EXERCISE INSTRUCTIONS: Rewrite the GBP AUD market report from "Consumer confidence plummeted" through "and soaring prices.", inclusive, swapping "homeowners" for "home buyers".

DOCUMENT EXTRACT:
..........

GBP AUD Stands Still at 1.7700 without Catalyst 

GBP AUD Stands Still at 1.7700 without Catalyst 

The GBP AUD exchange rate was a little higher on Thursday with the resistance ahead at 1.7800 still in play but the market lacks a catalyst. British inflation came in at analysts’ predictions and the market may wait for further central bank comments. The UK is still locked in a rail strike as the second walkout goes ahead as planned. Data shows Australians are gloomy about the economic outlook. 

The GBP to AUD rate was trading at 1.7725 with traders unwilling to push the pound much higher after a recent bounce. 

Aussies more worried about economy than 1991 recession 

Consumer confidence plummeted to the lowest levels since the 1991 recession in Australia, according to the latest data. 

The weekly ANZ Roy Morgan figures were the worst in the index since records began. The latest numbers also showed the biggest drop in weekly terms for 30 years.  

The numbers come after the Reserve Bank hiked rates by 0.50% and said there was more to come. This is a tough reality for Australian homeowners that dove into the market with two feet due to low rates and soaring prices.

..........

EXTRACTED RECORDS:
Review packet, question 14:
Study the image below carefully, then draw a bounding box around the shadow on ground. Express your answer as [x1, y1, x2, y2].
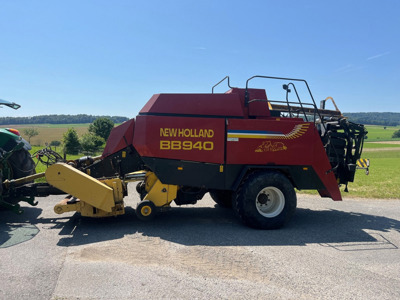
[4, 206, 400, 249]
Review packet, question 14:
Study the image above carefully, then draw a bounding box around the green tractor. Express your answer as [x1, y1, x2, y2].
[0, 99, 36, 213]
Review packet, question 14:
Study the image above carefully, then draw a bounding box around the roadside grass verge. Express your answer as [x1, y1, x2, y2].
[365, 125, 400, 142]
[299, 149, 400, 199]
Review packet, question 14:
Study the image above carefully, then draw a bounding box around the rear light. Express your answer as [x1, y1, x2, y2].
[6, 128, 21, 136]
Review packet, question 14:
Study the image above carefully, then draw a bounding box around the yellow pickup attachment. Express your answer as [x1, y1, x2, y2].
[46, 163, 126, 217]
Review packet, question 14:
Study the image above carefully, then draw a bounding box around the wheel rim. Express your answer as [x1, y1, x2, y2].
[256, 186, 285, 218]
[140, 205, 151, 217]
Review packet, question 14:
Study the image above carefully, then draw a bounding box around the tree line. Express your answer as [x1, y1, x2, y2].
[343, 112, 400, 126]
[0, 114, 129, 125]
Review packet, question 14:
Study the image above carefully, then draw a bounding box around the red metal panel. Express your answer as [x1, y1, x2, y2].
[133, 116, 225, 164]
[226, 118, 341, 200]
[102, 119, 135, 157]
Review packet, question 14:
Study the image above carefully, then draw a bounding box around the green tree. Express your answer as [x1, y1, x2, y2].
[63, 128, 81, 155]
[50, 141, 61, 151]
[89, 117, 114, 141]
[22, 128, 39, 144]
[80, 133, 104, 154]
[392, 130, 400, 139]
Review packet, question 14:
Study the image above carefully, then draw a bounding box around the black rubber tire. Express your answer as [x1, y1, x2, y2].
[3, 149, 36, 204]
[135, 200, 157, 221]
[233, 171, 297, 229]
[209, 190, 234, 208]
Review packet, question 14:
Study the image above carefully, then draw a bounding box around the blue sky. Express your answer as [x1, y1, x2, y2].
[0, 0, 400, 117]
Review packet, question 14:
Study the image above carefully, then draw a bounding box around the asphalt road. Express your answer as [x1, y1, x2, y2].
[0, 186, 400, 299]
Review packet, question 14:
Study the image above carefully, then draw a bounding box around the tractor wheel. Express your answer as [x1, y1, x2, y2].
[0, 149, 36, 209]
[136, 200, 157, 221]
[209, 190, 234, 208]
[233, 171, 297, 229]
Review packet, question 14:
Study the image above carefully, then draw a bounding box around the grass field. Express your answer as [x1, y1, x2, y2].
[2, 124, 89, 147]
[12, 124, 400, 199]
[366, 125, 400, 142]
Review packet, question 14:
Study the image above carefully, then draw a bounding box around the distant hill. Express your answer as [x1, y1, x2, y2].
[0, 114, 129, 125]
[343, 112, 400, 126]
[0, 112, 400, 126]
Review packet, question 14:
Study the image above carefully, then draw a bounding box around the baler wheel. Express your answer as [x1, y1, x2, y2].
[233, 171, 297, 229]
[136, 200, 157, 221]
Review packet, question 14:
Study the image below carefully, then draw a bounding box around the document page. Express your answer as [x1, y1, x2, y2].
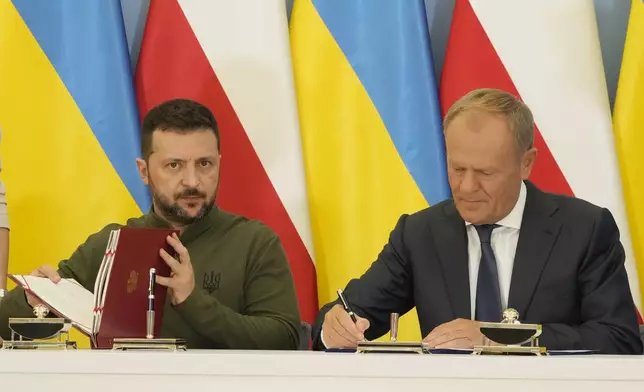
[10, 275, 94, 335]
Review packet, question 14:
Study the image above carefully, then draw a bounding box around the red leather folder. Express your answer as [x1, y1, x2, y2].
[94, 227, 176, 348]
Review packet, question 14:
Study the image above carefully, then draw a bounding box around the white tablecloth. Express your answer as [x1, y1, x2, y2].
[0, 350, 644, 392]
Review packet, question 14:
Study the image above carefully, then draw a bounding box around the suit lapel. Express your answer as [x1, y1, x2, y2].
[431, 203, 471, 319]
[508, 182, 561, 319]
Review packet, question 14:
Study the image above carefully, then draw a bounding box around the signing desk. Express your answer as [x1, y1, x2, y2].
[0, 350, 644, 392]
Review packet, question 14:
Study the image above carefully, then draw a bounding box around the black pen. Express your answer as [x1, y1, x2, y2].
[338, 289, 358, 323]
[146, 268, 157, 339]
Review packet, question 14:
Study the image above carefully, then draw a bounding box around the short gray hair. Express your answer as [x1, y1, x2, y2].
[443, 88, 534, 153]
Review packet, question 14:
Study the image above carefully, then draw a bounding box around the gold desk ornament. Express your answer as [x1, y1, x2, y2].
[112, 268, 187, 351]
[2, 304, 77, 350]
[356, 313, 427, 354]
[474, 308, 546, 355]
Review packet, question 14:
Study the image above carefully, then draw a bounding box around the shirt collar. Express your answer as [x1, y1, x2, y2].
[465, 181, 527, 230]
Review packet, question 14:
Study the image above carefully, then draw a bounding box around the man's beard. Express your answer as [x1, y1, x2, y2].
[150, 181, 219, 225]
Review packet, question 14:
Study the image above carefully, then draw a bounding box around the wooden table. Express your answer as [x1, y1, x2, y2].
[0, 350, 644, 392]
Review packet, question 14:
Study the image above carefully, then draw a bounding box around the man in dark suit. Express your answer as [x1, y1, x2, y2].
[312, 89, 642, 354]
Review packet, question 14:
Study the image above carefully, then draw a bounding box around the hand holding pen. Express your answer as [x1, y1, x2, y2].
[322, 290, 369, 348]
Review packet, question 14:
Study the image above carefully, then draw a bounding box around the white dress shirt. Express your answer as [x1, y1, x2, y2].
[320, 182, 527, 347]
[465, 182, 527, 319]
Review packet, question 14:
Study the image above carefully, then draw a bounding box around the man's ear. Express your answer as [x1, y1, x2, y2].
[521, 147, 537, 180]
[136, 158, 150, 185]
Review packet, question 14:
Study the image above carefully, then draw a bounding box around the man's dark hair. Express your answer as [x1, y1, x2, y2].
[141, 99, 220, 160]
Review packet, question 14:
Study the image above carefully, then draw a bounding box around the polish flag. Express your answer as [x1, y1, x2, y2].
[440, 0, 642, 322]
[136, 0, 318, 323]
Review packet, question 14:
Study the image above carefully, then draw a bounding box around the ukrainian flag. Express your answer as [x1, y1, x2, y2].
[0, 0, 150, 344]
[613, 0, 644, 312]
[291, 0, 449, 340]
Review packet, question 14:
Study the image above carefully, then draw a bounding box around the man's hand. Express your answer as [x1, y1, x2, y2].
[156, 233, 195, 305]
[25, 265, 60, 308]
[322, 305, 369, 348]
[423, 319, 484, 348]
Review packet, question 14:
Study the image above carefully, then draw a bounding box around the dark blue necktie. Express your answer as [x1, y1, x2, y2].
[474, 225, 502, 322]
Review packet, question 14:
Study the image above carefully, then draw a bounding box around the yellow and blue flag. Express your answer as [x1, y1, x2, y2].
[0, 0, 150, 338]
[290, 0, 450, 340]
[613, 0, 644, 322]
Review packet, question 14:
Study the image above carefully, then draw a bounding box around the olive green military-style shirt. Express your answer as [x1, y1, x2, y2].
[0, 207, 300, 350]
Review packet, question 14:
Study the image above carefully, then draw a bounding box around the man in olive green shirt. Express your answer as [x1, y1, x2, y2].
[0, 100, 300, 349]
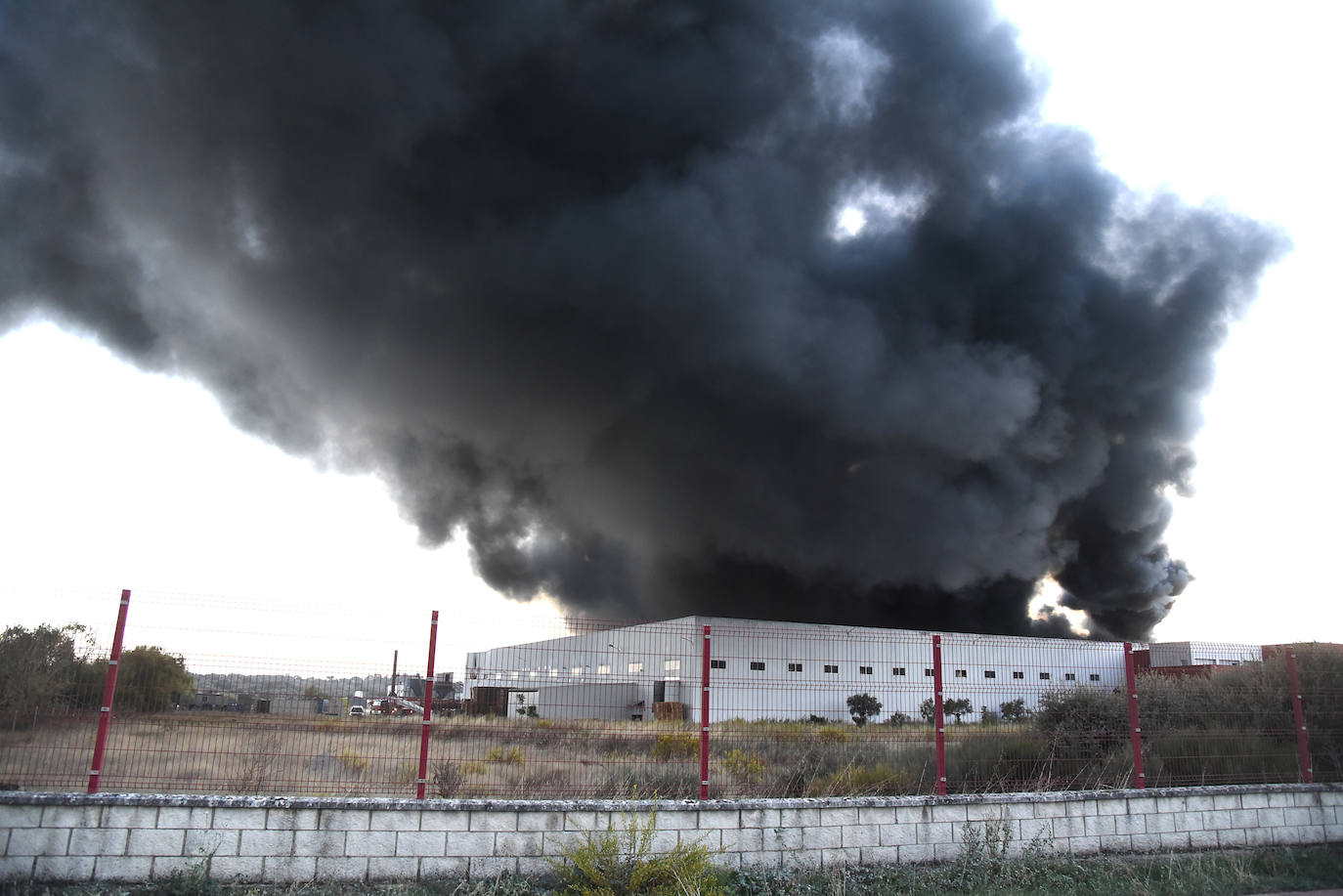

..........

TASK RESULT:
Consumer confidence plummeted to the lowest levels since the 1991 recession in Australia, according to the latest data. 

The weekly ANZ Roy Morgan figures were the worst in the index since records began. The latest numbers also showed the biggest drop in weekly terms for 30 years.  

The numbers come after the Reserve Bank hiked rates by 0.50% and said there was more to come. This is a tough reality for Australian home buyers that dove into the market with two feet due to low rates and soaring prices.